[Annotated coordinate entries]
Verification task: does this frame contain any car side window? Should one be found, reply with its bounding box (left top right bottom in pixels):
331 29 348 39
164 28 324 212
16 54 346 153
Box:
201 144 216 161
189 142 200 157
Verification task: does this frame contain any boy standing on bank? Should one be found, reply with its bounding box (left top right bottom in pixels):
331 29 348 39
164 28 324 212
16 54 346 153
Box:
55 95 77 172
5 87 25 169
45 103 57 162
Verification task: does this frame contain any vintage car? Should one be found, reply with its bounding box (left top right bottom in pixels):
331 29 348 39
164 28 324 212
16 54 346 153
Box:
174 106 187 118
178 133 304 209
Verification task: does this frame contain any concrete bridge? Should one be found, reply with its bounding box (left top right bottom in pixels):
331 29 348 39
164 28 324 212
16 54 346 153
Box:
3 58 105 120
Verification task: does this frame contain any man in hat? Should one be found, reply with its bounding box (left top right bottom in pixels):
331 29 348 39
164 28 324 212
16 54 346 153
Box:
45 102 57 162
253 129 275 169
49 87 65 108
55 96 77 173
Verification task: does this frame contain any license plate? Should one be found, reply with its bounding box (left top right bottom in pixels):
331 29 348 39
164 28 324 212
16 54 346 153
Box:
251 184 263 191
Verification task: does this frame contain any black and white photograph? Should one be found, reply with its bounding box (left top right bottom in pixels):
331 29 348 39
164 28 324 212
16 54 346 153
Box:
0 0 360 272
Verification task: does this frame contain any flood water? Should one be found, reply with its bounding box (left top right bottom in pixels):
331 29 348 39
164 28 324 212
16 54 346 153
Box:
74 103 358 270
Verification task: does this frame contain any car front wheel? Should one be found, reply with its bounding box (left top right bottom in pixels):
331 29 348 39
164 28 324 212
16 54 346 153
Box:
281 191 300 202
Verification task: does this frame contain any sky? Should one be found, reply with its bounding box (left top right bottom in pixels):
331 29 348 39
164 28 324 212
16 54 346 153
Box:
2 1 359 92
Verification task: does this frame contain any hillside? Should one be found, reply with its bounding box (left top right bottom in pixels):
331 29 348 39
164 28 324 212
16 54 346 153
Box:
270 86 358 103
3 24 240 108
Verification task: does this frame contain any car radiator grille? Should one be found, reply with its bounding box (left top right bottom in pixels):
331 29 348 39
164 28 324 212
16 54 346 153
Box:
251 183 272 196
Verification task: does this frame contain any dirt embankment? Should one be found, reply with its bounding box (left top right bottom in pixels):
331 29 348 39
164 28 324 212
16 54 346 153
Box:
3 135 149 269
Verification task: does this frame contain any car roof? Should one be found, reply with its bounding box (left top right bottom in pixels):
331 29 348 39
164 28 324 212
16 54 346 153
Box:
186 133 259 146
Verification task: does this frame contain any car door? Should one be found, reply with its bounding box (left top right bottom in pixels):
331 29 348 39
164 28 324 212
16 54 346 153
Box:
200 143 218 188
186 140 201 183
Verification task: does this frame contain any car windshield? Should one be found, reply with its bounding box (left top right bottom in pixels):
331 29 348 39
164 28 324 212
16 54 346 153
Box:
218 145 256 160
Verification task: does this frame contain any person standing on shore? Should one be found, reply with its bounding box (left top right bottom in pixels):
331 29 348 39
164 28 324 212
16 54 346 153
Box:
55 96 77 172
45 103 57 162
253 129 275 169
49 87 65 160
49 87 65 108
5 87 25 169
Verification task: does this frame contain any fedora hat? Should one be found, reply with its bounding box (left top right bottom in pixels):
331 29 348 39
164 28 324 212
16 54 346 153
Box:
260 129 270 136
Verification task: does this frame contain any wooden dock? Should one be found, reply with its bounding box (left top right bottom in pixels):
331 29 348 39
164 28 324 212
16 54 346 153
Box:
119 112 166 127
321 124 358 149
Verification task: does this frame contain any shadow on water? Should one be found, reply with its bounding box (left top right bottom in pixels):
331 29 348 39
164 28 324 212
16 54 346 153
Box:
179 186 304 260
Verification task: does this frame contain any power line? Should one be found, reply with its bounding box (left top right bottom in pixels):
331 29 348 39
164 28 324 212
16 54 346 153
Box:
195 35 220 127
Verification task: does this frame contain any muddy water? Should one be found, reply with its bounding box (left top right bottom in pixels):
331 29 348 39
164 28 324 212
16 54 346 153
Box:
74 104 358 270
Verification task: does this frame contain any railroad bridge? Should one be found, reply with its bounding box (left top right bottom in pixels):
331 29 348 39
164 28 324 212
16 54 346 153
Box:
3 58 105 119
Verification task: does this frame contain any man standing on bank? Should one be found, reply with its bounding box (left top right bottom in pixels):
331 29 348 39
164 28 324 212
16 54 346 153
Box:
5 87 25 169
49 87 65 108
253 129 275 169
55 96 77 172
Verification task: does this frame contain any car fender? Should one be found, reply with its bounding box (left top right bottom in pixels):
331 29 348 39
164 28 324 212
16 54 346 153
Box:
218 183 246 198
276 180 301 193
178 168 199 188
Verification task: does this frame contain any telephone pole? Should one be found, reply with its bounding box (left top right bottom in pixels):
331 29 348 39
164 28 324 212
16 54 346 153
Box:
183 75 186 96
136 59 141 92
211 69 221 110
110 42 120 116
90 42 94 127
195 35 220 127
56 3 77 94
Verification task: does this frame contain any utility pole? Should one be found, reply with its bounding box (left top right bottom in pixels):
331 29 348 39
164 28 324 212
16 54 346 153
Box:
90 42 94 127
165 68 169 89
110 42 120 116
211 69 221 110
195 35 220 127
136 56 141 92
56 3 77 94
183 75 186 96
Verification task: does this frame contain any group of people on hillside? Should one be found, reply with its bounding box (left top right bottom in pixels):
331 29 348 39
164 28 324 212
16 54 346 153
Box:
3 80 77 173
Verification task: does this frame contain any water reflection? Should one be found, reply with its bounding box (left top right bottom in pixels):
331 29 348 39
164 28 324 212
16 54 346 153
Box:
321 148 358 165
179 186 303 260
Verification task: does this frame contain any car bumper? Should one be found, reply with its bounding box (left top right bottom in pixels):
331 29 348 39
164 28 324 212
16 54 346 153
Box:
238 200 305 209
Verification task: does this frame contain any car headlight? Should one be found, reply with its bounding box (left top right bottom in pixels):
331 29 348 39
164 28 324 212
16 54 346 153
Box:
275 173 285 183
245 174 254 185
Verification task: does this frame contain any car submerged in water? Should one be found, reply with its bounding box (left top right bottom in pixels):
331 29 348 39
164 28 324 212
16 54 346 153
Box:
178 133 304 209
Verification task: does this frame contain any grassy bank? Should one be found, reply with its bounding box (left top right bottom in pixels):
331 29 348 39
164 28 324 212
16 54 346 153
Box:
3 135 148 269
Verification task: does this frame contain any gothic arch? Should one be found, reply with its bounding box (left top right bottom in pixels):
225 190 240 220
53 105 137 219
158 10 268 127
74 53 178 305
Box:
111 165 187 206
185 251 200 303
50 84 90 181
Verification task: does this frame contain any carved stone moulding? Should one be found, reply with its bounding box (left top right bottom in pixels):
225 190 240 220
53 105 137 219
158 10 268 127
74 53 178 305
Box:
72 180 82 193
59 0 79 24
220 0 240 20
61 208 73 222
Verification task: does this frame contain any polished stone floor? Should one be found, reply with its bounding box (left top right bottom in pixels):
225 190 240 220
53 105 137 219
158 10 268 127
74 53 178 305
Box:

> [Goal] Convert the entries into a Markdown table with the columns Row and Line text. Begin at the line containing "Verification task: does this frame contain any person", stop after the line containing "321 124 358 149", number each line in order, and leave out blank lines.

> [The answer]
| Row | Line text |
|---|---|
| 1 | Verification task: does this frame contain any person standing on shore? Should one be found, reply with its bounding box (left top right bottom in pixels): |
| 2 | 331 29 348 39 |
| 3 | 164 28 324 212 |
| 4 | 16 54 346 153 |
| 5 | Box: |
| 6 | 55 96 77 172 |
| 7 | 45 103 57 162 |
| 8 | 253 129 275 169 |
| 9 | 49 87 65 160 |
| 10 | 49 87 65 108 |
| 11 | 5 87 25 169 |
| 12 | Verification task: does this frame contain any fedora hat? Should one be found, reply with its bounding box (left top right bottom in pixels): |
| 13 | 331 29 348 39 |
| 14 | 164 28 324 212 |
| 15 | 16 54 346 153 |
| 16 | Box: |
| 17 | 260 129 270 136 |
| 18 | Verification task: does this frame contain any wooden dock? Should one be found, reply with its bounding box (left top right bottom in pixels): |
| 19 | 331 29 348 39 |
| 20 | 164 28 324 212 |
| 21 | 16 54 346 153 |
| 22 | Box: |
| 23 | 119 112 166 127 |
| 24 | 321 124 358 149 |